TO BE DONE -
Copy the items below, substituting "Label" for every occurrence of "Target" and leaving all other text unchanged.

EXERCISE INPUTS -
──────

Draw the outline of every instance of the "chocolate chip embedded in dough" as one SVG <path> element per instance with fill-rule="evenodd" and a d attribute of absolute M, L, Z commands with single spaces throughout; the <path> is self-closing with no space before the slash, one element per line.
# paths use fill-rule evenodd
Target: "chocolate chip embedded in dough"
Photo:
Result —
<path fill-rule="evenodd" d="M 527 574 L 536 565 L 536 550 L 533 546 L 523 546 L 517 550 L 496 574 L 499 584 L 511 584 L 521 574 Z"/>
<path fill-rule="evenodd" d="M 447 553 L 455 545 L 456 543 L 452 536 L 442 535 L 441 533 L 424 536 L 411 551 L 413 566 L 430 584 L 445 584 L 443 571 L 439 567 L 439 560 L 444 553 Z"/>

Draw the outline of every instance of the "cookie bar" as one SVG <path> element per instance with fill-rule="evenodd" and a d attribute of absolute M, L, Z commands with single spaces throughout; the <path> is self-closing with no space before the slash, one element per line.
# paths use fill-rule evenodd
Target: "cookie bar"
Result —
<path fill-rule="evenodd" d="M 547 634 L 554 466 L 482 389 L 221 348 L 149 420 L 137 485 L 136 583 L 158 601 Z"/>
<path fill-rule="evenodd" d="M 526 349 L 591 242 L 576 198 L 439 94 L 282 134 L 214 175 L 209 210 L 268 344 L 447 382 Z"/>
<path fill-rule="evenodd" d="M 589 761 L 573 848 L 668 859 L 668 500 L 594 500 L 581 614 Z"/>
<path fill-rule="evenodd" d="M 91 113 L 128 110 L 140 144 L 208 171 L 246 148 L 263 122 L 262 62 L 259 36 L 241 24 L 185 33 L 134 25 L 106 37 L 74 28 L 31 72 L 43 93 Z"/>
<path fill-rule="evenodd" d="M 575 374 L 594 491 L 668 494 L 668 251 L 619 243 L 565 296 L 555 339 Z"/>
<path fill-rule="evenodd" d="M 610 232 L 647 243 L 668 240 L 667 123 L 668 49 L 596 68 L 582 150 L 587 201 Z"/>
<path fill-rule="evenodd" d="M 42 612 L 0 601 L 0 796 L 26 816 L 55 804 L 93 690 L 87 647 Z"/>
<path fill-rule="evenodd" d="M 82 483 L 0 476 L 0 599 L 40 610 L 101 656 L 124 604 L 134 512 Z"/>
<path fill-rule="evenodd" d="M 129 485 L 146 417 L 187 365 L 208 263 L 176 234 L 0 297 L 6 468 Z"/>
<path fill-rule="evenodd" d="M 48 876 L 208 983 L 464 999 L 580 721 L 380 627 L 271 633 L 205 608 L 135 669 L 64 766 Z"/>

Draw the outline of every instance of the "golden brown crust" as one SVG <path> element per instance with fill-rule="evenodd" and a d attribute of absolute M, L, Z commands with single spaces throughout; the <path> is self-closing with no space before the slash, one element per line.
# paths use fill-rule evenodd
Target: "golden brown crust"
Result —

──────

TASK RESULT -
Draw the outline of every instance of the "chocolate chip embedded in dough" as one SVG <path> element per instance with fill-rule="evenodd" and a d attribute of absolute M, L, Z commands with single spaces throughout; the <path> is self-closing with no space before the slash, one element per line.
# paths use fill-rule evenodd
Label: "chocolate chip embedded in dough"
Photo:
Result —
<path fill-rule="evenodd" d="M 527 574 L 536 565 L 536 550 L 533 546 L 523 546 L 517 550 L 496 574 L 499 584 L 511 584 L 521 574 Z"/>
<path fill-rule="evenodd" d="M 447 553 L 455 545 L 456 543 L 452 536 L 442 535 L 441 533 L 424 536 L 411 551 L 413 566 L 430 584 L 445 584 L 443 571 L 439 567 L 439 560 L 444 553 Z"/>

Draw the outline of every instance of the "cookie bar" as one SVG <path> element per instance with fill-rule="evenodd" and a d attribute of absolute M, L, Z commands with single spaces throughout; the <path> is self-closing with no space before the slash, one element per line.
# paths use fill-rule evenodd
Label: "cookie bar"
Result —
<path fill-rule="evenodd" d="M 547 634 L 554 466 L 482 389 L 221 348 L 149 420 L 137 485 L 136 583 L 158 601 Z"/>
<path fill-rule="evenodd" d="M 526 349 L 591 242 L 576 198 L 439 94 L 282 134 L 214 175 L 209 210 L 268 344 L 447 382 Z"/>
<path fill-rule="evenodd" d="M 589 761 L 573 848 L 668 859 L 668 500 L 594 500 L 581 614 Z"/>
<path fill-rule="evenodd" d="M 91 113 L 128 110 L 140 144 L 208 171 L 246 148 L 263 122 L 262 62 L 259 36 L 241 24 L 185 33 L 134 25 L 106 37 L 74 28 L 31 72 L 43 93 Z"/>
<path fill-rule="evenodd" d="M 575 374 L 594 491 L 668 494 L 668 251 L 619 243 L 565 296 L 555 339 Z"/>
<path fill-rule="evenodd" d="M 610 232 L 647 243 L 668 240 L 667 123 L 668 49 L 596 68 L 582 150 L 587 201 Z"/>
<path fill-rule="evenodd" d="M 42 612 L 0 601 L 0 796 L 26 816 L 55 804 L 93 690 L 87 647 Z"/>
<path fill-rule="evenodd" d="M 82 483 L 0 476 L 0 599 L 40 610 L 101 656 L 124 604 L 134 512 Z"/>
<path fill-rule="evenodd" d="M 129 485 L 146 417 L 187 365 L 208 263 L 176 234 L 0 297 L 6 468 Z"/>
<path fill-rule="evenodd" d="M 48 876 L 208 983 L 464 999 L 580 721 L 380 627 L 271 633 L 205 608 L 135 669 L 64 766 Z"/>

Draw the outline of every instance of the "golden brown crust" as one SVG <path> element per instance with fill-rule="evenodd" and a d attribute of absolute M, L, Z commands with single spaces throughout; the <path> is self-closing with no space before the slash, one element per line.
# paths use fill-rule evenodd
Label: "golden brown crust"
Result —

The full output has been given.